BEGIN Material for this exercise

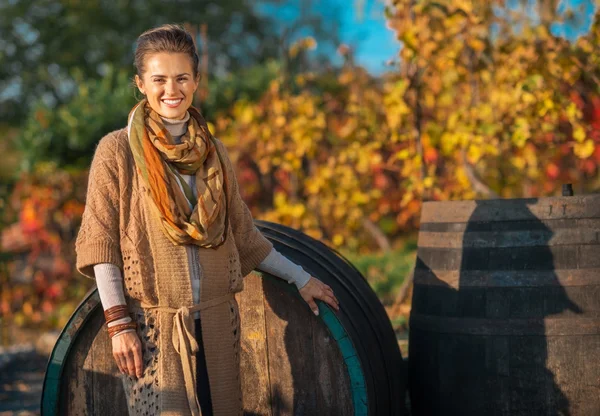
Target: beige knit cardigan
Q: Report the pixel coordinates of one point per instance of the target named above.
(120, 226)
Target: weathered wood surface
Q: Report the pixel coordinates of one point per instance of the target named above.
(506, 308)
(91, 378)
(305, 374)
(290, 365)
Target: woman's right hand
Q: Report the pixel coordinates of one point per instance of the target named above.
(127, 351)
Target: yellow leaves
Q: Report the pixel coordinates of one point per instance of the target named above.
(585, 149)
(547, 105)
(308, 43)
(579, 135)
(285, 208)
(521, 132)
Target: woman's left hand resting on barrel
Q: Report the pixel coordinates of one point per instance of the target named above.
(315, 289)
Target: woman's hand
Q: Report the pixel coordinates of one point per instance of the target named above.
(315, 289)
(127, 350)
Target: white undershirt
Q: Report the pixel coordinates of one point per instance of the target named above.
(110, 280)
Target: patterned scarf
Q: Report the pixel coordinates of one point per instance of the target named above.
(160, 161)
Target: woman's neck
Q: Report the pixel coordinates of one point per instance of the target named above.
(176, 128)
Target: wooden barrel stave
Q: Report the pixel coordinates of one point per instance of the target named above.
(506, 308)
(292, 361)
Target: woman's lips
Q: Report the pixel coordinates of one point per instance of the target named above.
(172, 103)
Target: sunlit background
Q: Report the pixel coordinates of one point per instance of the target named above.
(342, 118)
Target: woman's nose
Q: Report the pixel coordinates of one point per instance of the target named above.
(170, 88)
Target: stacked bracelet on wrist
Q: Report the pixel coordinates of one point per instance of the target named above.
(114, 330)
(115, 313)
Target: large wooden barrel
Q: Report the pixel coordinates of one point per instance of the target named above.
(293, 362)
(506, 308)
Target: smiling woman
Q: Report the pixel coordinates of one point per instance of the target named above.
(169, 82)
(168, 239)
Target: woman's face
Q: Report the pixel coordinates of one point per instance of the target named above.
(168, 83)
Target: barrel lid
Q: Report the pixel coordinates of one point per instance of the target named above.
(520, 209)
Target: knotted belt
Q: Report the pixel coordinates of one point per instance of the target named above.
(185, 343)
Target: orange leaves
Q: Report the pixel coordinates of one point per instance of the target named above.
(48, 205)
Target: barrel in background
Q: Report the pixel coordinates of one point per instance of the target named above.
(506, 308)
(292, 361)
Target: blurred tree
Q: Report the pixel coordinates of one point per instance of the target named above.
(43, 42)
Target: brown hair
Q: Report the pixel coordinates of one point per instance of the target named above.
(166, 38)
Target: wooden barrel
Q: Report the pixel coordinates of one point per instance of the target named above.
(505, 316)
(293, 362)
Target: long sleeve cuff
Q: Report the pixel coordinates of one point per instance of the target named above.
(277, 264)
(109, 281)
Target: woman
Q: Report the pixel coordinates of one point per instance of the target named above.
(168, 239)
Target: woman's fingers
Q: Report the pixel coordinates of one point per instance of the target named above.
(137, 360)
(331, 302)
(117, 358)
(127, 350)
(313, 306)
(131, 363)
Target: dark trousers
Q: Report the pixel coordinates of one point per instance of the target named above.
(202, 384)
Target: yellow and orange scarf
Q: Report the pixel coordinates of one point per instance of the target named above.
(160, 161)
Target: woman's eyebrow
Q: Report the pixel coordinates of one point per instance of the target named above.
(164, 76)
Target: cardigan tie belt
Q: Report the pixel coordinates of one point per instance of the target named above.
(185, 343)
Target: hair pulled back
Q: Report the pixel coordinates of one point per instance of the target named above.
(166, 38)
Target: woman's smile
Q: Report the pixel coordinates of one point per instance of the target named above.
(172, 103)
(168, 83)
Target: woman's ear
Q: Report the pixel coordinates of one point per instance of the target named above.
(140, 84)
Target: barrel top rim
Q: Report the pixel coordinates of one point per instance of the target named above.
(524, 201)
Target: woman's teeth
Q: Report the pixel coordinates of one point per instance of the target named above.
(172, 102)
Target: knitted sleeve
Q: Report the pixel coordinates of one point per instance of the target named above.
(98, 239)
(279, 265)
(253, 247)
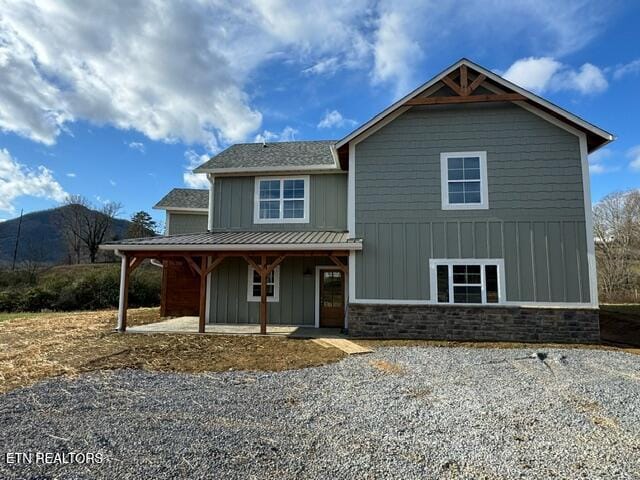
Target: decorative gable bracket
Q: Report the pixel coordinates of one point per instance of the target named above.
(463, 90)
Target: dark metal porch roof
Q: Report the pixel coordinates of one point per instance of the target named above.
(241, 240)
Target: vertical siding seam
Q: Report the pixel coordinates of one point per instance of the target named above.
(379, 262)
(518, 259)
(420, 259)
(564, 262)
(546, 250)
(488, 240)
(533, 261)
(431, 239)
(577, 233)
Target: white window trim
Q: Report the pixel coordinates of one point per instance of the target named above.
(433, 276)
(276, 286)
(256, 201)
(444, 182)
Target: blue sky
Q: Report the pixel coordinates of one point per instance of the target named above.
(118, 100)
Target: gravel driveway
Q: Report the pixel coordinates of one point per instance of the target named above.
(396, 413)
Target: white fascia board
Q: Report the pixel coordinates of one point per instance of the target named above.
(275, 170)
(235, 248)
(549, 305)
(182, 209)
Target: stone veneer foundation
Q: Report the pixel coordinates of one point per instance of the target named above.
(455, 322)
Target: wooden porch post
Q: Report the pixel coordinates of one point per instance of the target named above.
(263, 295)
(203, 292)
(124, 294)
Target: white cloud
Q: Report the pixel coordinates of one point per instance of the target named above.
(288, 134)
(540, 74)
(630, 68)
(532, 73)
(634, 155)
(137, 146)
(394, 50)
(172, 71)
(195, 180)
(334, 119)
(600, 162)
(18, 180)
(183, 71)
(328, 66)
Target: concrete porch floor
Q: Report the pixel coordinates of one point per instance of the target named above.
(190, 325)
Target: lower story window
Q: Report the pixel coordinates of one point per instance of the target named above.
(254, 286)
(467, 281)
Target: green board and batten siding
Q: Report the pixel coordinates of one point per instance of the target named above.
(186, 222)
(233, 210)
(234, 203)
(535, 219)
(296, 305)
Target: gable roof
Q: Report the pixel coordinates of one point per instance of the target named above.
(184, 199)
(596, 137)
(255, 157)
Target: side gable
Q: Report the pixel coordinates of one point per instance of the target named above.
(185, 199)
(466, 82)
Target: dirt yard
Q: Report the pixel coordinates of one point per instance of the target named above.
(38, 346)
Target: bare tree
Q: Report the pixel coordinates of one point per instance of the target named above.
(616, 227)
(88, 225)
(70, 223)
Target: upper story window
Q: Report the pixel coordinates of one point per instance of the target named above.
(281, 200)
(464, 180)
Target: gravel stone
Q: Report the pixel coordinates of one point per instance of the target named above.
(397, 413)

END Material for this exercise
BEGIN Material for this exercise

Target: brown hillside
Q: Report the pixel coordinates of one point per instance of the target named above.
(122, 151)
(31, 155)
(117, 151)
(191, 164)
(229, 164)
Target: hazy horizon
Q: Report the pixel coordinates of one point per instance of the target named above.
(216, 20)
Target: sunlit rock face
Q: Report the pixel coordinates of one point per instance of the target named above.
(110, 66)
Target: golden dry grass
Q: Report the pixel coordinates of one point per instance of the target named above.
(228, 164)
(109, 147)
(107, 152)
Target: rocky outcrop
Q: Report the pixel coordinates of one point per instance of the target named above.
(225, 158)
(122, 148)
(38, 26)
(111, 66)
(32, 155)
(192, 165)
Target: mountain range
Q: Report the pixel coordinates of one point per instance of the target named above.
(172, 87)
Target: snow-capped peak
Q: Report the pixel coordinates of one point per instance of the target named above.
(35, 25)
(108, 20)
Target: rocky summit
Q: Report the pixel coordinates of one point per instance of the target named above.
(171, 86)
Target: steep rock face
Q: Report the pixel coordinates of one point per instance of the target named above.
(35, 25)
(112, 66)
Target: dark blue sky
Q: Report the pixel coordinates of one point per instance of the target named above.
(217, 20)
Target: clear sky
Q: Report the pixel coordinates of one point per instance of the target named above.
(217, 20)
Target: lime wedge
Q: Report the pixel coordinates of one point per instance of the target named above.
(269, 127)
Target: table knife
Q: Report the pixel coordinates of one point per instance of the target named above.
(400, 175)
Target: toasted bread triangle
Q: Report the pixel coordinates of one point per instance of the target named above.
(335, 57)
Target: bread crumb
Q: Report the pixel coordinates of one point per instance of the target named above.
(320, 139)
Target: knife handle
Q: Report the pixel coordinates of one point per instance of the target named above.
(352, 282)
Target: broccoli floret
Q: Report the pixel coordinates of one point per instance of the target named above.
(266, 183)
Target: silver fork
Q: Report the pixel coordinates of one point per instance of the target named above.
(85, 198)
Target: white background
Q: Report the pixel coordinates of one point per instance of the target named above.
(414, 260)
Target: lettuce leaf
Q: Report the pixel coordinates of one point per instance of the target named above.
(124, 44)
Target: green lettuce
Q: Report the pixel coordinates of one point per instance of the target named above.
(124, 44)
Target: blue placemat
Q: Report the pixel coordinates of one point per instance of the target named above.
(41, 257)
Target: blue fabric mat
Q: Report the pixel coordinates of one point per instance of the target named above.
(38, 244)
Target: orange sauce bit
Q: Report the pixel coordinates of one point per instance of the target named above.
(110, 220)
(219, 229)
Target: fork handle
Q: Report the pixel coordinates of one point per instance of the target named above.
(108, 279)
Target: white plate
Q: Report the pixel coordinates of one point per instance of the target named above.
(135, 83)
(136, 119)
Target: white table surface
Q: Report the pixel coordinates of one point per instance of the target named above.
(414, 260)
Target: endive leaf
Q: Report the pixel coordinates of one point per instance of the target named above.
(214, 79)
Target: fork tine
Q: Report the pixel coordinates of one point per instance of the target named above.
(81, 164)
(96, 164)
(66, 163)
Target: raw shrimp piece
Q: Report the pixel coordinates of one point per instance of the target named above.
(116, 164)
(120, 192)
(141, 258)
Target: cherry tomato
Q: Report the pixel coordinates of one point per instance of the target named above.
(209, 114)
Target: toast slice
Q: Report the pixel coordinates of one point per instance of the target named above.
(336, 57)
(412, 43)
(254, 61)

END Material for this exercise
BEGIN Material for this exercise

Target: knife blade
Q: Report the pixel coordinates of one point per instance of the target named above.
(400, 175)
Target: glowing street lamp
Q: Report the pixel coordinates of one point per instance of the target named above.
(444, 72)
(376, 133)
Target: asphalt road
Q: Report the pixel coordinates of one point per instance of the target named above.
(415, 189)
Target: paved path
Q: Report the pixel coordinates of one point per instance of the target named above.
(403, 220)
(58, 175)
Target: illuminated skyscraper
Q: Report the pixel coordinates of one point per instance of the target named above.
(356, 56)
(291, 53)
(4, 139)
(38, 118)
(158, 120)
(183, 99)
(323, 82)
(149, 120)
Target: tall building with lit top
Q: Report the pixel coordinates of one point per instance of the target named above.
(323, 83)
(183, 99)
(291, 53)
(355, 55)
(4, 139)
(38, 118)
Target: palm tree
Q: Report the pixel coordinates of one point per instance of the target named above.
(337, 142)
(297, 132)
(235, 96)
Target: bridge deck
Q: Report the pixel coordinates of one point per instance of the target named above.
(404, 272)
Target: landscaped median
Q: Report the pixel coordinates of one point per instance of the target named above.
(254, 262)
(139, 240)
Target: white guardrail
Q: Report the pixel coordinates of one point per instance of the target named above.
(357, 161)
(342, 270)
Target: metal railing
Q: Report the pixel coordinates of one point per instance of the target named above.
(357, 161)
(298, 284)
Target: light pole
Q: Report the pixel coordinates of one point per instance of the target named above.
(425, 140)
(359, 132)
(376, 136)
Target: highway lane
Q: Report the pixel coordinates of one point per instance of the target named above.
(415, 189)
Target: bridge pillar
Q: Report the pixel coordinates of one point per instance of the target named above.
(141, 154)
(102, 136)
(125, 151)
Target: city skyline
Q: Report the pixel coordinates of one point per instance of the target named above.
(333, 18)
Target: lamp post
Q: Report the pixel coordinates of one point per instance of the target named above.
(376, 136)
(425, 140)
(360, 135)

END Material for this exercise

**Problem statement**
Copy the stretch of the records above that runs from the line with "Target: gable roof" through the line with "Target: dirt yard". Both end lines belong in the copy, and nothing else does.

**Result**
Target: gable roof
Q: Report the pixel coordinates of one point per instance of the target named above.
(184, 199)
(596, 137)
(255, 157)
Target: side gable
Q: Report the pixel coordinates of one point per instance of the target named above.
(185, 199)
(466, 82)
Target: dirt yard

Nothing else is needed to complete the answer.